── DOCUMENT SEGMENT ──

# New Electric Chair for 2009



## hauntcrazy (Jul 28, 2009)

I just finished my new electric chair prop using the Electric Chair Shocker kit.

Hope to scare the pants of people with this in my haunted house.






Here is a link to the kit.
http://www.hauntedventures.com/2007...aticProps1/AnimatedProps/MerchandiseFiles.htm


----------



## tot13 (Jul 25, 2007)

Very cool. Using the orbital sander was a stroke of genius. What is the benefit of using the Tupperware container?


----------



## steveshauntedyard (Nov 16, 2008)

sweet


----------



## jdubbya (Nov 6, 2005)

I like it! Having the guy get up at the end and go towards the crowd will be great!


----------



## The Watcher (Sep 13, 2008)

Very nice. Some one is going to have some fun with this.


----------



## Joiseygal (Sep 3, 2008)

───

WRITTEN TASK A: Extract every line of the records that contains the string "stellar".
The forum thread and the records are unrelated to each other.

── RECORDS FOR THIS TASK ──

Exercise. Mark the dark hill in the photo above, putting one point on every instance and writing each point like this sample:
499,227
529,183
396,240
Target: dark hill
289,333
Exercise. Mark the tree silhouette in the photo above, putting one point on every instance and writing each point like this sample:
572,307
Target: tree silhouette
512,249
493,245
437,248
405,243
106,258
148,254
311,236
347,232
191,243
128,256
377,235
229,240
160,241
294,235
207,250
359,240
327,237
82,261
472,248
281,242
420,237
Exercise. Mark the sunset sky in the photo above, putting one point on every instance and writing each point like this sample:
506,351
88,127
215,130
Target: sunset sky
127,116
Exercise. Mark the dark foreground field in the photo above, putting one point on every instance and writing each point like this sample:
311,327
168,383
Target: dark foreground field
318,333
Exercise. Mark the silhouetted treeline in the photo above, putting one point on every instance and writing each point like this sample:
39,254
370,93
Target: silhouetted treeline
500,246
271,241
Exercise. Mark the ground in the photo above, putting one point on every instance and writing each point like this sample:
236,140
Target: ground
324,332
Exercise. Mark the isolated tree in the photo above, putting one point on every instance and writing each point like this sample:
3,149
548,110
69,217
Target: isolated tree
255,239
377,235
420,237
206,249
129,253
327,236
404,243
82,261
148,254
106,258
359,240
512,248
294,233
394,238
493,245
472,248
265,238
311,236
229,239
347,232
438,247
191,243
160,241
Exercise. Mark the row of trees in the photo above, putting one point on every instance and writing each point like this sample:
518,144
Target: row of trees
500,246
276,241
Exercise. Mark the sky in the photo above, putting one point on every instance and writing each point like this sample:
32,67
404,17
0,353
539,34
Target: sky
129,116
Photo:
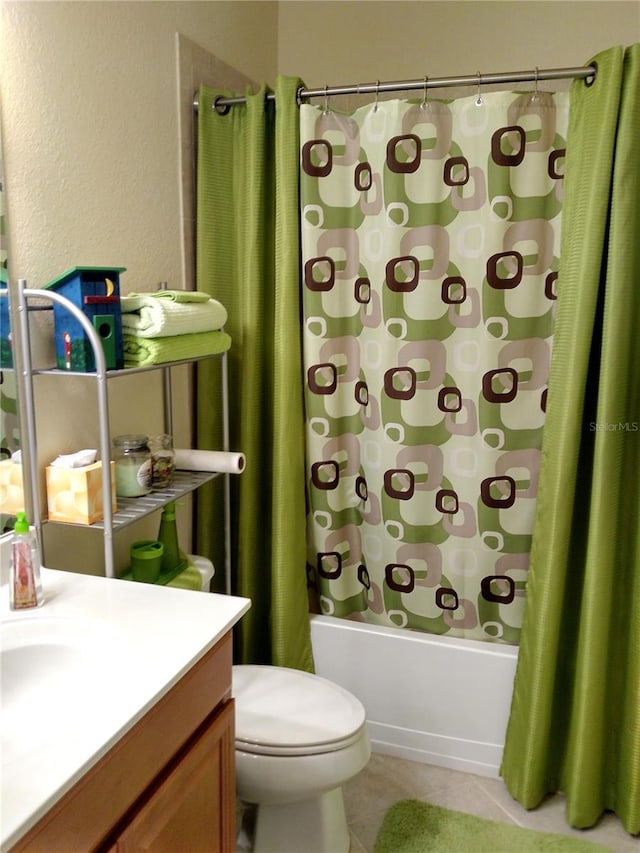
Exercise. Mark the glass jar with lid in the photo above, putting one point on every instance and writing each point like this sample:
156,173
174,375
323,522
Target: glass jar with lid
163,460
133,465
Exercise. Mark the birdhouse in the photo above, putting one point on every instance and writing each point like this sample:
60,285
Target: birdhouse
96,292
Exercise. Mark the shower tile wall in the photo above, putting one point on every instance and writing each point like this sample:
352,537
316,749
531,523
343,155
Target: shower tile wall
386,780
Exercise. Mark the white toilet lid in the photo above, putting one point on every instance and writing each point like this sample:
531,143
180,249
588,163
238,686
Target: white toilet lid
281,710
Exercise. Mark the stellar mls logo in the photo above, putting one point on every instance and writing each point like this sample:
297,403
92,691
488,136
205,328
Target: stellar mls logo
619,426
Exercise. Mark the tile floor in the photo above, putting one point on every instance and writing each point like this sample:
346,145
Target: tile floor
386,780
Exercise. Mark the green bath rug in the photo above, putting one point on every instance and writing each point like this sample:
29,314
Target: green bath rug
412,826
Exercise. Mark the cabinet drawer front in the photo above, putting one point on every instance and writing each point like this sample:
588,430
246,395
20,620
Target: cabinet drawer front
193,806
87,814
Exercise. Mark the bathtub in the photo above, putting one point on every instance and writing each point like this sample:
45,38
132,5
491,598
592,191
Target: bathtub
435,699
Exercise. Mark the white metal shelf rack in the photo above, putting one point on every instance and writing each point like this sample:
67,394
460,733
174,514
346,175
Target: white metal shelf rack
129,509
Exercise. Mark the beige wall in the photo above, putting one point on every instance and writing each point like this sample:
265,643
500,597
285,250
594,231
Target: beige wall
334,42
90,126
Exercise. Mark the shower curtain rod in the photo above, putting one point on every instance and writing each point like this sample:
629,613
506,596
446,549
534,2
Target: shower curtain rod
221,104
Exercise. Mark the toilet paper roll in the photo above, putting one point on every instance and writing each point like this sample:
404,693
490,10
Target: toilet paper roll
210,460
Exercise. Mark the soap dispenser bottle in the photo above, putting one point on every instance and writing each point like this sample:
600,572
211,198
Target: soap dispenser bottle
172,556
26,585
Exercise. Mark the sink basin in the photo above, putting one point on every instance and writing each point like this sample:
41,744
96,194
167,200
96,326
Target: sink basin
51,672
40,656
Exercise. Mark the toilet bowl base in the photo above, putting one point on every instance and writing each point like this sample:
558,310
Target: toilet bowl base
315,825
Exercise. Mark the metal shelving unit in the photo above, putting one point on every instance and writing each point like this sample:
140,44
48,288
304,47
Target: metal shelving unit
129,510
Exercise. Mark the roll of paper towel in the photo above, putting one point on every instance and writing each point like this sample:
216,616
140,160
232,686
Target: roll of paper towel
210,460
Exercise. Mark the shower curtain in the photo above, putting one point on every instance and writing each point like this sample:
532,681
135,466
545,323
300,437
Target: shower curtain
248,258
575,717
430,244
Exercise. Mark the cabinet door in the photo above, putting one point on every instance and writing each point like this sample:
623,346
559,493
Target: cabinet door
192,808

───

WRITTEN TASK B: Please list every username that appears in a post header in the forum thread.

FINAL ANSWER A:
Exercise. Mark the stellar mls logo in the photo above, putting one point on every instance and writing each point like this sample:
Target: stellar mls logo

FINAL ANSWER B:
hauntcrazy
tot13
steveshauntedyard
jdubbya
The Watcher
Joiseygal